Winner of the 2012 Brittingham Prize in Poetry, selected by Jean Valentine
Ronald Wallace, Series Editor
Purchase from University of Wisconsin Press
Purchase online from an independent bookstore
“This poet takes risks: not easy, her originality waits and gives life. In Danziger’s flying language and deep intelligence, here are grief not formalized, joy not smoothed out.”
—Jean Valentine, National Book Award Winner
“Jazzy Danziger is the girl next door of American letters, giving voice to the ordinary with an astonishing grace, language at once elegant and fierce, deft and dazzling. The divergence of her themes electrifies the graceful surfaces of her work with intricacy and desire. Darkroom is a luminous, stunning debut.”
—Alice Anderson, author of Human Nature
In the aftermath of her mother’s suicide, one young woman recognizes the malleability of her reality. From her adolescence in the flat, hot Floridian landscape to a tectonic Missouri adulthood, a girl shaped by grief is compelled to create and manipulate her image of the world. As her dreams become indistinguishable from daily life, she begins to question memory, identity, and the function of love.

:: SUPPLIED MATERIAL ::
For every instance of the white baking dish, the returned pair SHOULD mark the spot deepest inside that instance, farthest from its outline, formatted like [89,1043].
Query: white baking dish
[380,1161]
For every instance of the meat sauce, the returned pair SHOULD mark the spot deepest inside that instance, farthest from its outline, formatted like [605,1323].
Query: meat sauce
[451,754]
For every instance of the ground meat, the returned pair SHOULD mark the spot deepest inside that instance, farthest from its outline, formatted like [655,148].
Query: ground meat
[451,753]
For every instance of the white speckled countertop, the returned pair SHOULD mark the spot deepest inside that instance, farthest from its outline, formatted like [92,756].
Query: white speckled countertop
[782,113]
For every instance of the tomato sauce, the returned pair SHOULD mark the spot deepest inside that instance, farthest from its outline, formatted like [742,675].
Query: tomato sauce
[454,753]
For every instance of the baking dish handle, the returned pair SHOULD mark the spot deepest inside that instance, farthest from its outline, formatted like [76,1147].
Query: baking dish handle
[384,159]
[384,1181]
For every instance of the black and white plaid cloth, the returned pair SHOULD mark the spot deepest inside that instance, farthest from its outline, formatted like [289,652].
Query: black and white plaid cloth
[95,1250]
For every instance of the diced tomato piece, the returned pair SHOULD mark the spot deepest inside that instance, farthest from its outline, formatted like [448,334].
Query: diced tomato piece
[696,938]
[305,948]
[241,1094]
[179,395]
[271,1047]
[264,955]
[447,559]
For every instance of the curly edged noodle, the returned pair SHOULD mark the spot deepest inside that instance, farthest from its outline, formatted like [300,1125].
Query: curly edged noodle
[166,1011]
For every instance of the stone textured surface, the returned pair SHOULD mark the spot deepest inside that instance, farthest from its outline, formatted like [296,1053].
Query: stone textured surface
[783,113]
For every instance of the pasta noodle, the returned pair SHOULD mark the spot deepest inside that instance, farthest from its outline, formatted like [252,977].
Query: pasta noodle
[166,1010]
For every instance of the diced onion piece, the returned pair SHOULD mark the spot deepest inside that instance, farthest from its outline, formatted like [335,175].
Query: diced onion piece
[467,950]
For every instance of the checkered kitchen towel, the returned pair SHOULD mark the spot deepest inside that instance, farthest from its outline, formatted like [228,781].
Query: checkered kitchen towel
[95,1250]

:: TASKS ::
[1] Answer from the book page:
(a) What prize did the book win, and in what year?
(b) Which book is Alice Anderson named as the author of?
(c) In what landscape did the young woman spend her adolescence?
[2] Scale the point coordinates in the records, from the line containing "For every instance of the diced onion" through the end of the records, by 0.25, rounding to whole numbers with halves going up. Rewrite each of those lines, requests included, and leave the format samples inside the requests unchanged.
The records are unrelated to the text.

:: SET OF ANSWERS ::
[1]
(a) The Brittingham Prize in Poetry, in 2012.
(b) Human Nature.
(c) The flat, hot Floridian landscape.

[2]
For every instance of the diced onion piece, the returned pair SHOULD mark the spot deepest inside that instance, farthest from its outline, formatted like [335,175].
Query: diced onion piece
[117,238]
For every instance of the checkered kitchen towel, the returned pair SHOULD mark the spot deepest inside that instance, farthest from its outline, formatted like [228,781].
Query: checkered kitchen towel
[24,313]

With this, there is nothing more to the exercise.